--- START DATA EXCERPTS ---

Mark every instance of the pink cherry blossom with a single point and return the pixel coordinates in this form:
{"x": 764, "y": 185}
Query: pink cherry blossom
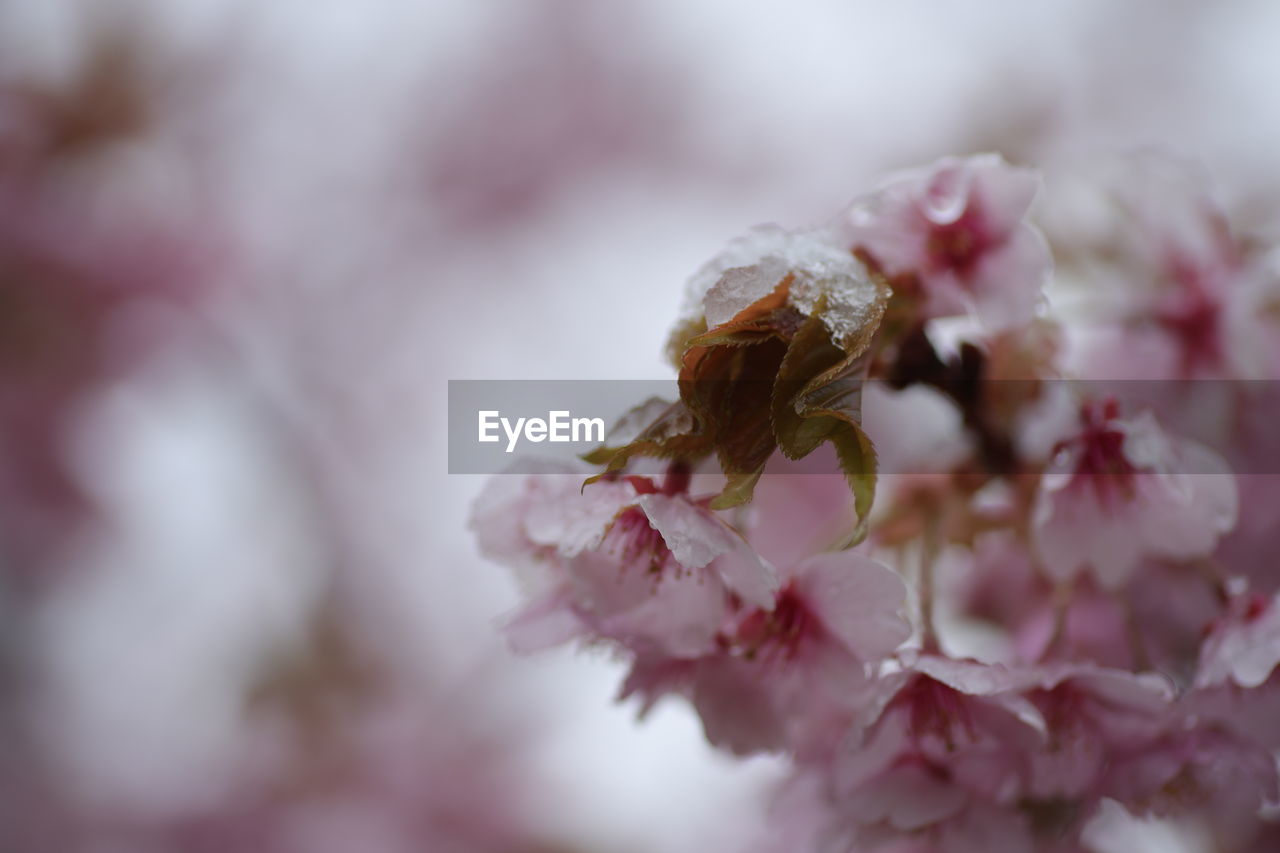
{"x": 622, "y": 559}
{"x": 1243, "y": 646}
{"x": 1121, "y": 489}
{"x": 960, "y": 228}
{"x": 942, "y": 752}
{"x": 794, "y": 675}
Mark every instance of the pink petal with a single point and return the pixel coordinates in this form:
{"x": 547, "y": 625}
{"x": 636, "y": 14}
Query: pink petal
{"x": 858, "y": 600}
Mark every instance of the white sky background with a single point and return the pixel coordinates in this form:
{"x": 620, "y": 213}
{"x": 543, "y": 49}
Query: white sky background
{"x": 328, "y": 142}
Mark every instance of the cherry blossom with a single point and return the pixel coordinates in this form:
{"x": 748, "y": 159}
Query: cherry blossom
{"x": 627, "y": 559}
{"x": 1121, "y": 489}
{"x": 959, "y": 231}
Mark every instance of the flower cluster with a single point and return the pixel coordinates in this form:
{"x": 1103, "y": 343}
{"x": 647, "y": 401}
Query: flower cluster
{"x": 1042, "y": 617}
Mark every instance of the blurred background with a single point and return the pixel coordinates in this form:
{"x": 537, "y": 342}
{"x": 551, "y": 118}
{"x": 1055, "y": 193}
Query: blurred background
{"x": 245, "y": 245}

--- END DATA EXCERPTS ---
--- START DATA EXCERPTS ---

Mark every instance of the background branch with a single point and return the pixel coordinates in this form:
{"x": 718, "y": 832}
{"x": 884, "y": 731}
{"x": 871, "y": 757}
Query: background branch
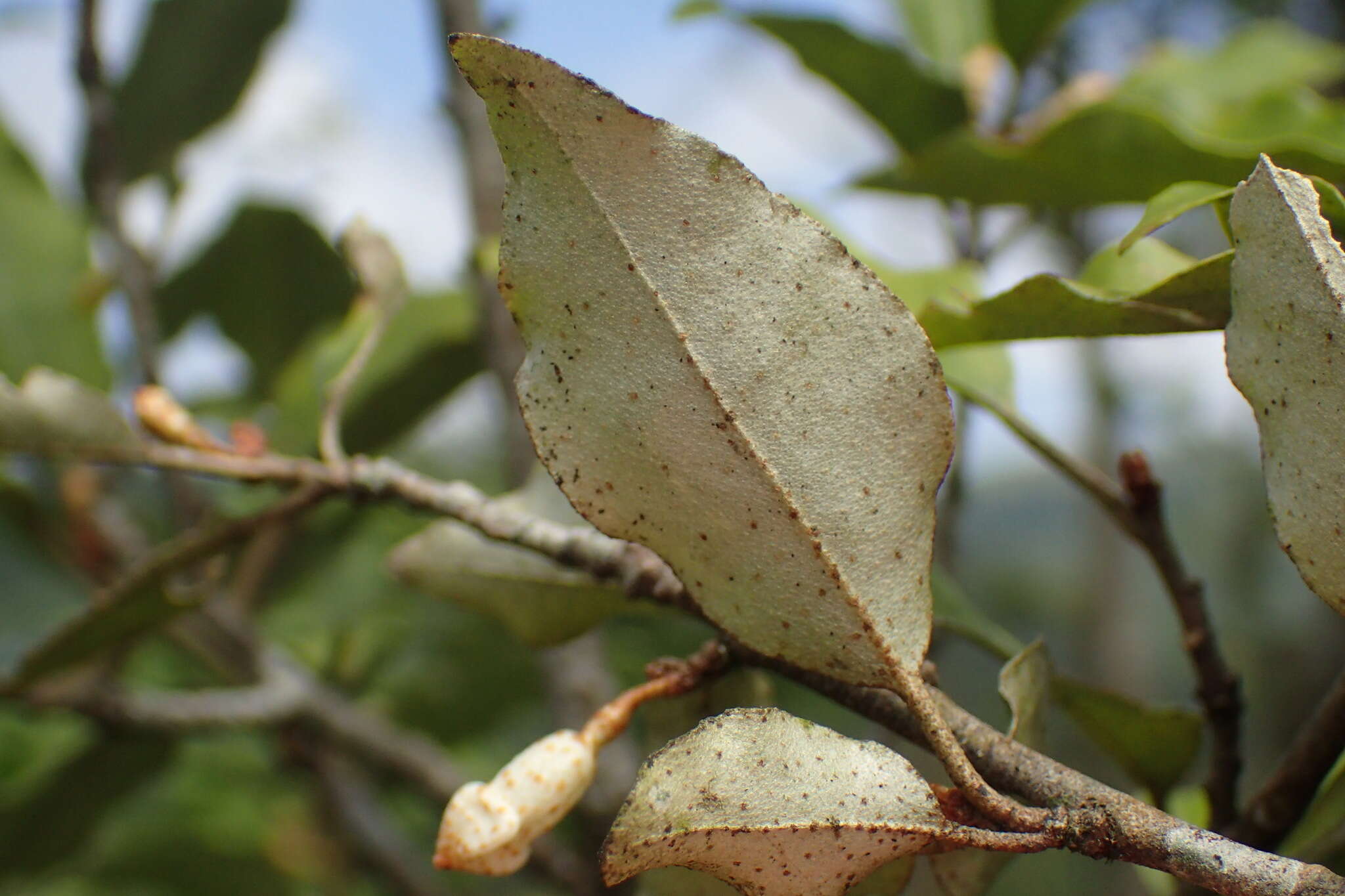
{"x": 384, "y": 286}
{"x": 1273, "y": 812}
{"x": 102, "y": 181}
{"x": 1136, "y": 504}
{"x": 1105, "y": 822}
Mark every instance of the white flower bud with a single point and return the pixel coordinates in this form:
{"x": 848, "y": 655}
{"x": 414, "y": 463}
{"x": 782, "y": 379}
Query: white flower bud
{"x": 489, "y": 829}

--- END DATA EXCERPTS ---

> [WHAT IS NEEDED]
Locate every line in the records above that contains the word "cherry" and copy each one. Case matters when matching.

> [RESPONSE TO THE EXERCISE]
Mark every instance of the pink cherry blossom with a single point and return the pixel coordinates in this form:
Query: pink cherry blossom
Mark every instance of the cherry blossom with a single point and return the pixel coordinates in this form:
Query: cherry blossom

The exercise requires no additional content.